**PROBLEM DESCRIPTION**
Render the rows below as a Markdown table with the columns Number and Content, one table row per line in order, skipping blank lines and leaving out the pictures.

**SOURCE MATERIAL**
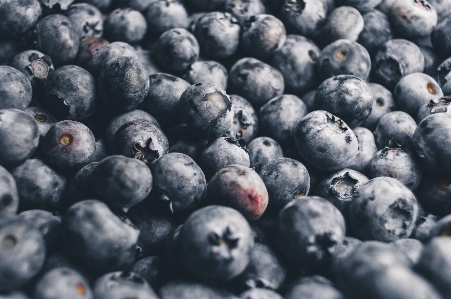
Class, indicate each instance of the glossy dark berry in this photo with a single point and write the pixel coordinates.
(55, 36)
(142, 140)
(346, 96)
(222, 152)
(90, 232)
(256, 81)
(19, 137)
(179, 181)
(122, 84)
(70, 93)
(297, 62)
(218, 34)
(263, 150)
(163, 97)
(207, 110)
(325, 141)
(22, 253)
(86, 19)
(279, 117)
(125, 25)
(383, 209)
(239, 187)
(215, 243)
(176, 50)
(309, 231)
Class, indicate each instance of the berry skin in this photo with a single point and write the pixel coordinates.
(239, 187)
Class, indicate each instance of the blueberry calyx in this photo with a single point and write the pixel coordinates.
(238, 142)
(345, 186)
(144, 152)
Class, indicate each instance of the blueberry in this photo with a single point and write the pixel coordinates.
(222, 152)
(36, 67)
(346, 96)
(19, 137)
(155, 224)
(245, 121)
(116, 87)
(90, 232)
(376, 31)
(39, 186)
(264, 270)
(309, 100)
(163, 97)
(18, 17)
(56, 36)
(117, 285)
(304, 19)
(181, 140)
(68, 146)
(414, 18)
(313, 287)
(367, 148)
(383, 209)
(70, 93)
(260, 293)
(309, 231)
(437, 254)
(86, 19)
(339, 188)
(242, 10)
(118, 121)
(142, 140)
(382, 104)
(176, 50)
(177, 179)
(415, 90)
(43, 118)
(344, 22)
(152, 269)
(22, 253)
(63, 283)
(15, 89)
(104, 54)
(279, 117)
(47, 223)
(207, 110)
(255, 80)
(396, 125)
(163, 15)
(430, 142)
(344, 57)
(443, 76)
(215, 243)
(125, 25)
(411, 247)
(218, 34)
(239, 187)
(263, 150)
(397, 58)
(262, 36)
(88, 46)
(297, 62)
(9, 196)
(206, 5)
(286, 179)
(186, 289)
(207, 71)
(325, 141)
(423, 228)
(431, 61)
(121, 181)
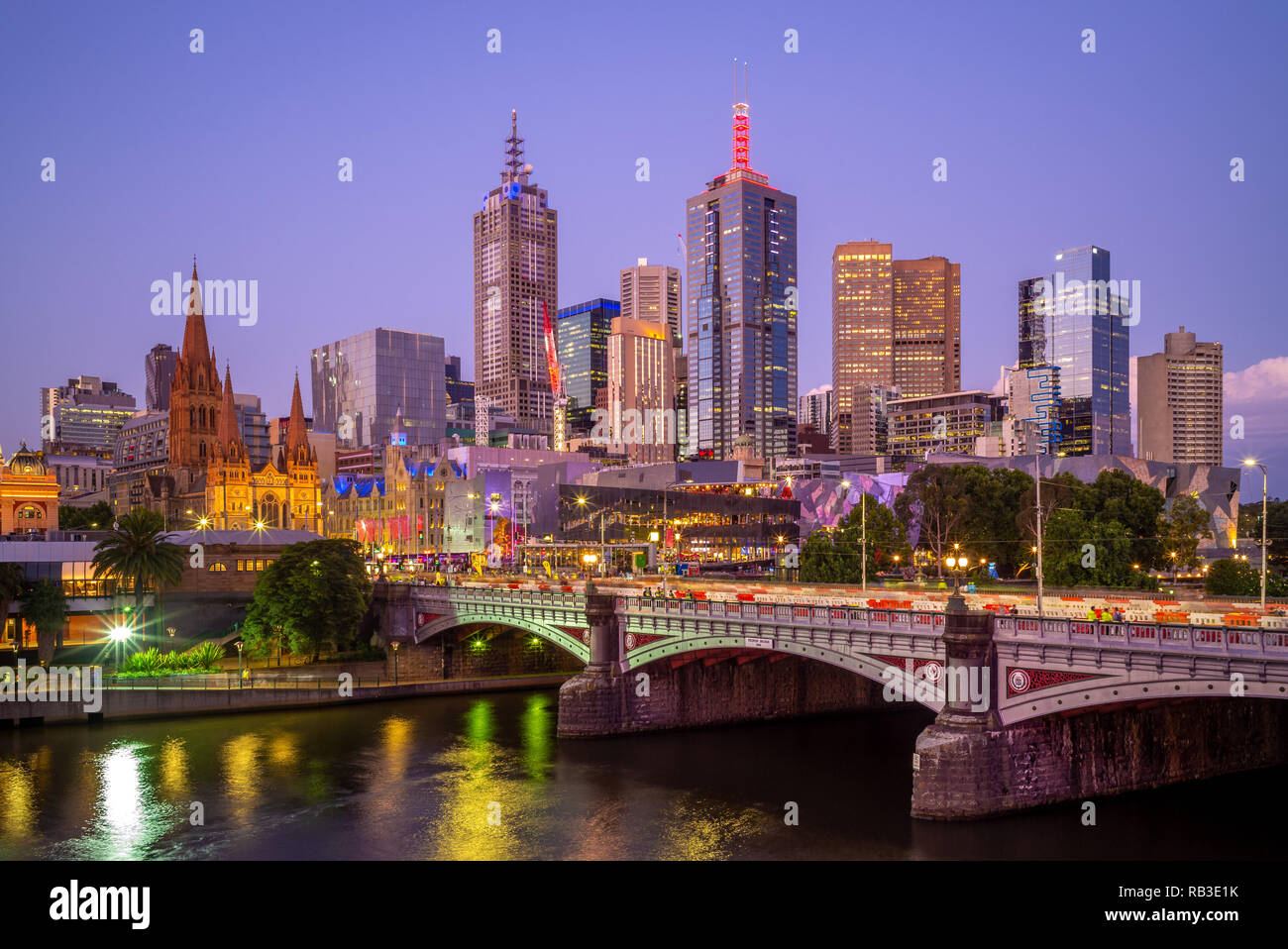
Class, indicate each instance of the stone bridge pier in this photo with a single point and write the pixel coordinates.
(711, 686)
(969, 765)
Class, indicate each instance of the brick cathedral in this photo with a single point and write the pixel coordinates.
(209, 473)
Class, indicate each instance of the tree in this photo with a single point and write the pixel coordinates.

**CORRECT OUTPUT**
| Number | Content |
|---|---|
| 1 | Class, indicate each instance of the glossy dark berry in this photo with a single point and write the pixel coordinates. |
| 2 | (55, 36) |
| 3 | (142, 140) |
| 4 | (346, 96) |
| 5 | (222, 152) |
| 6 | (90, 232) |
| 7 | (256, 81) |
| 8 | (19, 137) |
| 9 | (179, 181) |
| 10 | (122, 84) |
| 11 | (70, 93) |
| 12 | (297, 62) |
| 13 | (218, 34) |
| 14 | (263, 150) |
| 15 | (163, 97) |
| 16 | (207, 110) |
| 17 | (325, 141) |
| 18 | (22, 253) |
| 19 | (86, 19) |
| 20 | (279, 117) |
| 21 | (125, 25) |
| 22 | (383, 209) |
| 23 | (239, 187) |
| 24 | (215, 243) |
| 25 | (176, 50) |
| 26 | (309, 231) |
| 27 | Class, indicate each instance of the berry skin in this photo with a single point and write the pixel coordinates. |
| 28 | (239, 187) |
| 29 | Class, indicate each instance of the blueberry calyx in this photo with a single point and write the pixel coordinates. |
| 30 | (238, 142) |
| 31 | (345, 186) |
| 32 | (144, 152) |
| 33 | Class, indicate each instance of the blueberry in this photo with a single point and write the pixel coordinates. |
| 34 | (222, 152) |
| 35 | (36, 67) |
| 36 | (346, 96) |
| 37 | (19, 137) |
| 38 | (155, 224) |
| 39 | (245, 121) |
| 40 | (116, 87) |
| 41 | (90, 232) |
| 42 | (376, 31) |
| 43 | (39, 186) |
| 44 | (264, 270) |
| 45 | (309, 100) |
| 46 | (163, 97) |
| 47 | (18, 17) |
| 48 | (56, 36) |
| 49 | (117, 285) |
| 50 | (304, 19) |
| 51 | (181, 140) |
| 52 | (68, 146) |
| 53 | (414, 18) |
| 54 | (313, 287) |
| 55 | (367, 148) |
| 56 | (383, 209) |
| 57 | (70, 93) |
| 58 | (260, 293) |
| 59 | (309, 231) |
| 60 | (437, 254) |
| 61 | (86, 19) |
| 62 | (339, 188) |
| 63 | (242, 10) |
| 64 | (118, 121) |
| 65 | (142, 140) |
| 66 | (382, 104) |
| 67 | (176, 50) |
| 68 | (177, 179) |
| 69 | (415, 90) |
| 70 | (43, 118) |
| 71 | (344, 22) |
| 72 | (152, 269) |
| 73 | (22, 253) |
| 74 | (63, 283) |
| 75 | (15, 89) |
| 76 | (104, 54) |
| 77 | (279, 117) |
| 78 | (47, 223) |
| 79 | (207, 110) |
| 80 | (255, 80) |
| 81 | (396, 125) |
| 82 | (163, 15) |
| 83 | (430, 142) |
| 84 | (344, 57) |
| 85 | (443, 76) |
| 86 | (215, 243) |
| 87 | (125, 25) |
| 88 | (411, 247) |
| 89 | (218, 34) |
| 90 | (239, 187) |
| 91 | (263, 150) |
| 92 | (397, 58) |
| 93 | (262, 36) |
| 94 | (88, 46) |
| 95 | (297, 62) |
| 96 | (9, 196) |
| 97 | (206, 5) |
| 98 | (286, 179) |
| 99 | (186, 289) |
| 100 | (207, 71) |
| 101 | (325, 141) |
| 102 | (423, 228) |
| 103 | (431, 61) |
| 104 | (121, 181) |
| 105 | Class, indicate each instance of the stone bridge pier in this photo with a single point and write the pixel coordinates. |
| 106 | (711, 686) |
| 107 | (969, 765) |
| 108 | Class, indicate each instance of the brick cathedral in this photo with a single point and write the pixel coordinates. |
| 109 | (209, 473) |
| 110 | Class, indicate each instance of the tree in this photo with a single point and write the pixel coordinates. |